SELECTION:
+===+
NathanEpstein / pydata-reinforce

code for pydata madrid presentation

Geek Repo:Geek Repo

Github PK Tool:Github PK Tool

title: Reinforcement Learning in Python author: name: Nathan Epstein twitter: epstein_n url: http://nepste.in email: _@nepste.in

--

Reinforcement Learning in Python

--

Roadmap

  • Concepts
  • Using Data
  • Python Implementation
  • Sample Application

--

Concepts

--

Reinforcement Learning

Reinforcement learning is a type of machine learning in which software agents are trained to take actions in a given environment to maximize a cumulative reward.

--

Markov Decision Process - Components

A Markov Decision process is a mathematical formalism that we will use to implement reinforcement learning. The relevant components of this formalism are the state space, action space, transition probabilities, and rewards.

--

State Space

The exhaustive set of possible states that a process can be in. Generally known a priori.

--

Action Space

The exhaustive set of possible actions that can be taken (to influence the likelihood of transition between states). Generally known a priori.

--

Transition Probabilities

The probabilities of transitioning between the various states given actions taken (specifically, a tensor, P, such that P_ijk = probabilitiy of going from state i to state k given action j). Generally not known a priori.

--

Rewards

The rewards associated with occupying each state. Generally not known a priori.

--

Markov Decision Process - Objectives

We are interested in understanding these elements in order to develop a policy; the set of actions we will take in each state.

Our goal is to determine a policy which produces the greatest possible cumulative rewards.

--

Using Data

--

Objectives

Our goal is to learn the transition probabilities and the rewards (and build a policy based on these rewards). We will estimate these values using observed data.

--

Estimating Rewards

R(s) = (total reward we got in state s) / (#times we visited state s)

--

Estimating Transition Probability

P(s, a, s') = (#times we took action a in state s and we went to s') / (#times we took action a in state s)

--

Value Iteration

Value Iteration is an algorithm by which we can use the estimated rewards and transition probabilities to determine an optimal policy.

--

Value Iteration - algorithm

  1. For each state s, initialize V(s) = 0

  2. Repeat until convergence:

For each state, update V(s) = R(s) + max_a∈A SUM_s'∈S(P(s, a, s') * V(s'))

  1. Policy in state s is the a ∈ A which maximizes V(s)

--

Python Implementation

--

Following Along

If you want to look at the code examples on your own, you can find all code for this presentation at https://github.com/NathanEpstein/pydata-reinforce

--

Reward Parser

import numpy as np

class RewardParser:
  def __init__(self, observations, dimensions):
    self.observations = observations
    self.state_count = dimensions['state_count']

  def rewards(self):
    total_state_rewards = np.zeros(self.state_count)
    total_state_visits = np.zeros(self.state_count)

    for observation in self.observations:
      visits = float(len(observation['state_transitions']))
+===+
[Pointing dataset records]
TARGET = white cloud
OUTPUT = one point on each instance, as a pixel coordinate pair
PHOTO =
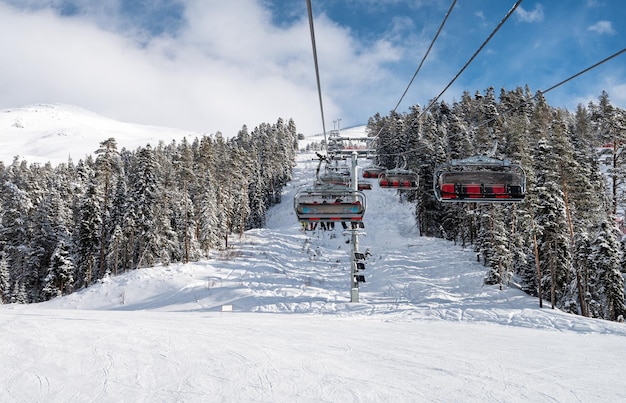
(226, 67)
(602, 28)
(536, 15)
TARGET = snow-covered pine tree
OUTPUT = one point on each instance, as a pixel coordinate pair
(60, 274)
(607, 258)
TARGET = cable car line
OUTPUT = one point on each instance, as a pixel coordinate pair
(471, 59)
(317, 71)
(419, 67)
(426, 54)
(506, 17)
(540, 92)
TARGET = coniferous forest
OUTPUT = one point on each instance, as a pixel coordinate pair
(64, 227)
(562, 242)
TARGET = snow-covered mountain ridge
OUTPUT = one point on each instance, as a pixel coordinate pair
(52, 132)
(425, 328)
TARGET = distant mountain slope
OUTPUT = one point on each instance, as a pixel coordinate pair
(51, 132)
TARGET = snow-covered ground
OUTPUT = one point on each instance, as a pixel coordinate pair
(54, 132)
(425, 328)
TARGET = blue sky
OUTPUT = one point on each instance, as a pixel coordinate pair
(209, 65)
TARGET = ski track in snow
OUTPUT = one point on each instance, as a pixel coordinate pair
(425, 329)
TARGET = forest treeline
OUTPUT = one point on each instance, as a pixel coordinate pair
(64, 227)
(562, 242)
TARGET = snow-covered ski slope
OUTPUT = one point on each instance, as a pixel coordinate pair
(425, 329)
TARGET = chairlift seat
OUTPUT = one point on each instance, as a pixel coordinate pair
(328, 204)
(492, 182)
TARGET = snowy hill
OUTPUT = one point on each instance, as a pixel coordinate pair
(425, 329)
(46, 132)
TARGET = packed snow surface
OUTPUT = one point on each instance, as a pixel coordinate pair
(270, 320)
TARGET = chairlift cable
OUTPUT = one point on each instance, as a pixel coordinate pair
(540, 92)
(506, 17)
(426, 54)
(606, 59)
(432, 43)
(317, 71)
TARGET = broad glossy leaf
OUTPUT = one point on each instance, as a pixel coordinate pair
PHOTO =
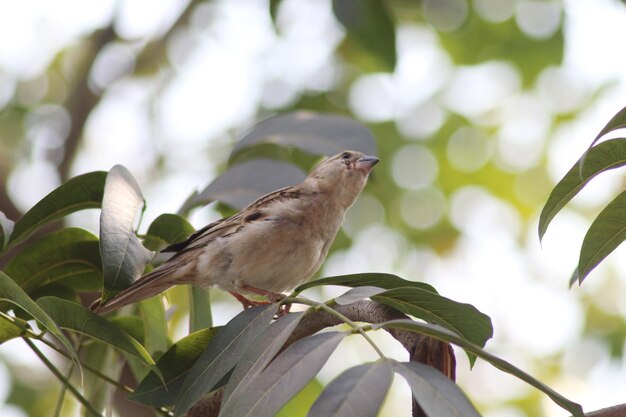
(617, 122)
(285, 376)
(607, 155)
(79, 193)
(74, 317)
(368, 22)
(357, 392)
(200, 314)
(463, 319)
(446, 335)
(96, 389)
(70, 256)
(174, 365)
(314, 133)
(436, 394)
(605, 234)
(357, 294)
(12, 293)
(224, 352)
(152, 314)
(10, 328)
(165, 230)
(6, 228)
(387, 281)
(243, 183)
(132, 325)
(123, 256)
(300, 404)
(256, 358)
+===+
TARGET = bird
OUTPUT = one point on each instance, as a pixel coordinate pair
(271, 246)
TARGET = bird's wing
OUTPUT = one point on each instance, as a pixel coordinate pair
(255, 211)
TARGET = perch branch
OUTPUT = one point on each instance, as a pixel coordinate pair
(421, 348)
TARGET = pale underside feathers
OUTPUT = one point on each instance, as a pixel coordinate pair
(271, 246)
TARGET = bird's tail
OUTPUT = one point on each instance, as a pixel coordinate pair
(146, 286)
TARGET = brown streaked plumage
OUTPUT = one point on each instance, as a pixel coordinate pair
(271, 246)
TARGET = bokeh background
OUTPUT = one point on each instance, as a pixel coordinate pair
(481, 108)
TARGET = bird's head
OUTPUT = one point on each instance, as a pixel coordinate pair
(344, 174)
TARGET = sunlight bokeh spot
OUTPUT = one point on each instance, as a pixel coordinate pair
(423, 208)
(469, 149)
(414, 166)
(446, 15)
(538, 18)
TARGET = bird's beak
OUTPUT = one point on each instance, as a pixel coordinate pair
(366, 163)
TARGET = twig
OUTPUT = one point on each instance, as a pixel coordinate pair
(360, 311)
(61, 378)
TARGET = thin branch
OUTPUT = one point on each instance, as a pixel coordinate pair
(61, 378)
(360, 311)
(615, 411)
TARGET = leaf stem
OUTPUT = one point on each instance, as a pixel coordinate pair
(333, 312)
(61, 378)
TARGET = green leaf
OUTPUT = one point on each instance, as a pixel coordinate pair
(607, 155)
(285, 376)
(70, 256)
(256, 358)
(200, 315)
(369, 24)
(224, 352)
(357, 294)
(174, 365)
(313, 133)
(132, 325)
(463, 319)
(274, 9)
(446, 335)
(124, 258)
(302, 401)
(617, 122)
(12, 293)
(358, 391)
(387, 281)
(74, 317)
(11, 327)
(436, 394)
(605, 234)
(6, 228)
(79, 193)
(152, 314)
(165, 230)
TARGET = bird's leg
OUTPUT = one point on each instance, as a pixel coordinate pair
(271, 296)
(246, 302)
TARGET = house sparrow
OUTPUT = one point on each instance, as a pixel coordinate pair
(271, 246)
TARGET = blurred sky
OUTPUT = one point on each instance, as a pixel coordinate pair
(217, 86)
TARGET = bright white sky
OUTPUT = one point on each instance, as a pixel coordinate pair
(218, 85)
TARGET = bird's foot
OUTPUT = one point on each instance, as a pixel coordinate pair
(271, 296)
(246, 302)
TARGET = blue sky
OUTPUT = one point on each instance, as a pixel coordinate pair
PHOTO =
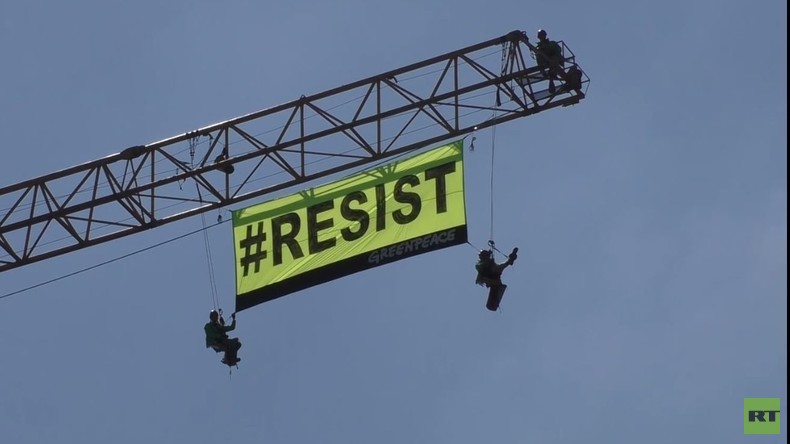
+===+
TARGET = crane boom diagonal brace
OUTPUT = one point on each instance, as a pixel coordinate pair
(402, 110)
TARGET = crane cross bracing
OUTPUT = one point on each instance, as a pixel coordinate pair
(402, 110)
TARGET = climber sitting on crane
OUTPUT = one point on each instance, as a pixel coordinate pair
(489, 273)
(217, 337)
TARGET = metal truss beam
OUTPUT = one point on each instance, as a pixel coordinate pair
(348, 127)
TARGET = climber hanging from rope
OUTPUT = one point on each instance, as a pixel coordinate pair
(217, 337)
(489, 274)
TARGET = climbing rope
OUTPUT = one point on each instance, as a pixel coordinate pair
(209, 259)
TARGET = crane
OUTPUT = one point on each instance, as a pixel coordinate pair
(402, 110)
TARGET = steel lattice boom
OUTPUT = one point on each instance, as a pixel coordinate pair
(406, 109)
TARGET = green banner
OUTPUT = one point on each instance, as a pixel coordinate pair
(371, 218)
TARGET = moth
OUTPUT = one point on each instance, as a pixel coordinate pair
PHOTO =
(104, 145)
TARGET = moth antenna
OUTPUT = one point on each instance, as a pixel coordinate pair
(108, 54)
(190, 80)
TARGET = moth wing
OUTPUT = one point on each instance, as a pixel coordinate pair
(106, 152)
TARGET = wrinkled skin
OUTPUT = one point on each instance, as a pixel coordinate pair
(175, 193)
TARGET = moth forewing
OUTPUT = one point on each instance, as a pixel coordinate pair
+===+
WORK TO DO:
1. In the reinforcement learning presentation, which two quantities does the "Using Data" section set out to estimate from observed data?
2. Name every component of a Markov Decision Process that the reinforcement learning presentation lists as relevant.
3. Carry on the reinforcement learning presentation from the last line shown.

PER-TASK OUTPUTS:
1. The transition probabilities and the rewards.

2. State space, action space, transition probabilities, rewards

3.
      reward_per_visit = observation['reward'] / visits

      for state_transition in observation['state_transitions']:
        state = state_transition['state']
        total_state_rewards[state] += reward_per_visit
        total_state_visits[state] += 1

    average_state_rewards = total_state_rewards / total_state_visits
    average_state_rewards = np.nan_to_num(average_state_rewards)

    return average_state_rewards

--

Transition Parser (part 1)

import numpy as np

class TransitionParser:
  def __init__(self, observations, dimensions):
    self.observations = observations
    self.state_count = dimensions['state_count']
    self.action_count = dimensions['action_count']

  def transition_probabilities(self):
    transition_count = self._count_transitions()
    return self._parse_probabilities(transition_count)

--

Transition Parser (part 2)

  def _count_transitions(self):
    transition_count = np.zeros((self.state_count, self.action_count, self.state_count))

    for observation in self.observations:
      for state_transition in observation['state_transitions']:
        state = state_transition['state']
        action = state_transition['action']
        state_ = state_transition['state_']

        transition_count[state][action][state_] += 1

    return transition_count

  def _parse_probabilities(self, transition_count):
    P = np.zeros((self.state_count, self.action_count, self.state_count))

    for state in range(0, self.state_count):
      for action in range(0, self.action_count):

        total_transitions = float(sum(transition_count[state][action]))

        if (total_transitions > 0):
          P[state][action] = transition_count[state][action] / total_transitions
        else:
          P[state][action] = 1.0 / self.state_count

    return P

--

Policy Parser

import numpy as np

class PolicyParser:
  def __init__(self, dimensions):
    self.state_count = dimensions['state_count']
    self.action_count = dimensions['action_count']

  def policy(self, P, rewards):
    best_policy = np.zeros(self.state_count)
    state_values = np.zeros(self.state_count)

    GAMMA, ITERATIONS = 0.9, 50
    for i in range(ITERATIONS):
      for state in range(0, self.state_count):
        state_value = -float('Inf')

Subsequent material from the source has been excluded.